== Extract provided ==

The Critical Difference: US vs. China
In 1910, allied countries “competed” for oil in the Middle East. Britain, France, and the US arm-wrestled for more oil, but they were all roughly on the same side. Think of it like a pack of lions killing a buffalo. Each lion fights for a piece of meat, but they all work together to kill dinner for “the pack.”
The opposite is happening in Africa with China and the US. There are two main reasons why each country wants Africa’s metals:
- So the opposing country can’t have them.
- So they can protect themselves from a potential kinetic attack from the other country.
China built a twenty-year head start through patient, state-backed investment in infrastructure. Chinese firms now control roughly 80% of the DRC’s cobalt output and 60–90% of global cobalt refining. The five largest Chinese mining companies in the country can draw on credit lines from Chinese state banks totaling $124 billion.
It wasn’t until this past year that the US did something about it’s twenty-year delay of game.
In December 2025, Washington signed a Strategic Partnership Agreement with the DRC that grants American companies a right of first offer on critical mineral deposits, gold assets, and exploration zones. In exchange, the DRC gets security cooperation against Rwanda-backed M23 rebels.

===
== Data supplied ==

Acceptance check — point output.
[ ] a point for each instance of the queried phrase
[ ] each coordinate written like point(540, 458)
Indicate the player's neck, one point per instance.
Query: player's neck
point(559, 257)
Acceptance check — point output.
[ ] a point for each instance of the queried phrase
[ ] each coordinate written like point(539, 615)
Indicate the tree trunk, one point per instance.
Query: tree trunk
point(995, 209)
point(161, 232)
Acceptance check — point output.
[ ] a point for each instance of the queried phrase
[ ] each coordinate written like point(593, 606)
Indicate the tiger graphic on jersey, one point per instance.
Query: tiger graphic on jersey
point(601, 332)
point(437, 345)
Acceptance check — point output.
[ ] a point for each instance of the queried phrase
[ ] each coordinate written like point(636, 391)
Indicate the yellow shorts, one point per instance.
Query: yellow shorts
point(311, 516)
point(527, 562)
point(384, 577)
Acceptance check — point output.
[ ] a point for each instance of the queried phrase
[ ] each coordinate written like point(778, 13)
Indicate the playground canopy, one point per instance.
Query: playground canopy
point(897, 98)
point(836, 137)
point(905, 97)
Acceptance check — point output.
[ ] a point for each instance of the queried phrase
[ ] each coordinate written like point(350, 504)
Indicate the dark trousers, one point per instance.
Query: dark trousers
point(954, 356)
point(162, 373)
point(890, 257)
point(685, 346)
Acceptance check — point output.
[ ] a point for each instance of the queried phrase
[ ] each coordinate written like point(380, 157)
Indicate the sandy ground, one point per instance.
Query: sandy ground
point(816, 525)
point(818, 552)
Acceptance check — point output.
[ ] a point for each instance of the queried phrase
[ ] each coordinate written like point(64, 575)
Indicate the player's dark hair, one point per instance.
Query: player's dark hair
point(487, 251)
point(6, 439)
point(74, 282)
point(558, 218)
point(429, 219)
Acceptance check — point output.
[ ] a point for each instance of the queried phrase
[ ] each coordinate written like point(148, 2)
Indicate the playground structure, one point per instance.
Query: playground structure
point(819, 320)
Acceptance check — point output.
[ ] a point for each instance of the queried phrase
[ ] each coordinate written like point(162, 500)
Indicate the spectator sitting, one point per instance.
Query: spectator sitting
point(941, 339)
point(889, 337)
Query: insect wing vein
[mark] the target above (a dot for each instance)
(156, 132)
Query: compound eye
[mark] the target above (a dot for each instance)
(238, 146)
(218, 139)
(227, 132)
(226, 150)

===

= About this exercise =
Return the full text above on the US–China rivalry over Africa's metals, word for word and unchanged.

= Answer to this exercise =
The Critical Difference: US vs. China
In 1910, allied countries “competed” for oil in the Middle East. Britain, France, and the US arm-wrestled for more oil, but they were all roughly on the same side. Think of it like a pack of lions killing a buffalo. Each lion fights for a piece of meat, but they all work together to kill dinner for “the pack.”
The opposite is happening in Africa with China and the US. There are two main reasons why each country wants Africa’s metals:
- So the opposing country can’t have them.
- So they can protect themselves from a potential kinetic attack from the other country.
China built a twenty-year head start through patient, state-backed investment in infrastructure. Chinese firms now control roughly 80% of the DRC’s cobalt output and 60–90% of global cobalt refining. The five largest Chinese mining companies in the country can draw on credit lines from Chinese state banks totaling $124 billion.
It wasn’t until this past year that the US did something about it’s twenty-year delay of game.
In December 2025, Washington signed a Strategic Partnership Agreement with the DRC that grants American companies a right of first offer on critical mineral deposits, gold assets, and exploration zones. In exchange, the DRC gets security cooperation against Rwanda-backed M23 rebels.